• [ACTIVITY]: Word for word, repeat each of the records below.
────────────────────────────────────────
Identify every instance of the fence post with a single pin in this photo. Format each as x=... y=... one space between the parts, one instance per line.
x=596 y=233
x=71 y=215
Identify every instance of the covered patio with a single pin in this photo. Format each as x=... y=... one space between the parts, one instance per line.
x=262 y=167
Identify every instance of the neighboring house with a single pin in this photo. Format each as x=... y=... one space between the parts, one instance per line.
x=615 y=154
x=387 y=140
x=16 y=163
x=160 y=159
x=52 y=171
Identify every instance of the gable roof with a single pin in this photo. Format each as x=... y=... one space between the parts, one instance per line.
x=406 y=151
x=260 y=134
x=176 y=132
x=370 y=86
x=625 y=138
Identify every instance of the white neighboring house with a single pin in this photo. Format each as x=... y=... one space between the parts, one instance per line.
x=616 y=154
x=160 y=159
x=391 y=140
────────────────────────────────────────
• [ANSWER BOX]:
Identify every instance of the fence post with a single pin in this photo. Format each as x=... y=... one space between the parts, one instance per line.
x=596 y=233
x=71 y=215
Identify every instance of the covered patio with a single pin in this photo. Format each as x=... y=... one space between the parts, one instance per line.
x=262 y=167
Identify every instance of the neighboring house with a single pin in this photo. Format each as x=... y=... one space between the parts, one instance per line.
x=615 y=154
x=387 y=140
x=16 y=163
x=160 y=159
x=52 y=171
Identify every instance of the gable roof with a single pin in this photo. Format each as x=... y=... one space between the parts, one instance per line.
x=406 y=151
x=260 y=134
x=176 y=132
x=370 y=86
x=625 y=138
Identify every instance of the white neighboring house with a single pin in this photo. Format each as x=... y=... one space between the parts, one instance per line.
x=616 y=154
x=160 y=159
x=391 y=140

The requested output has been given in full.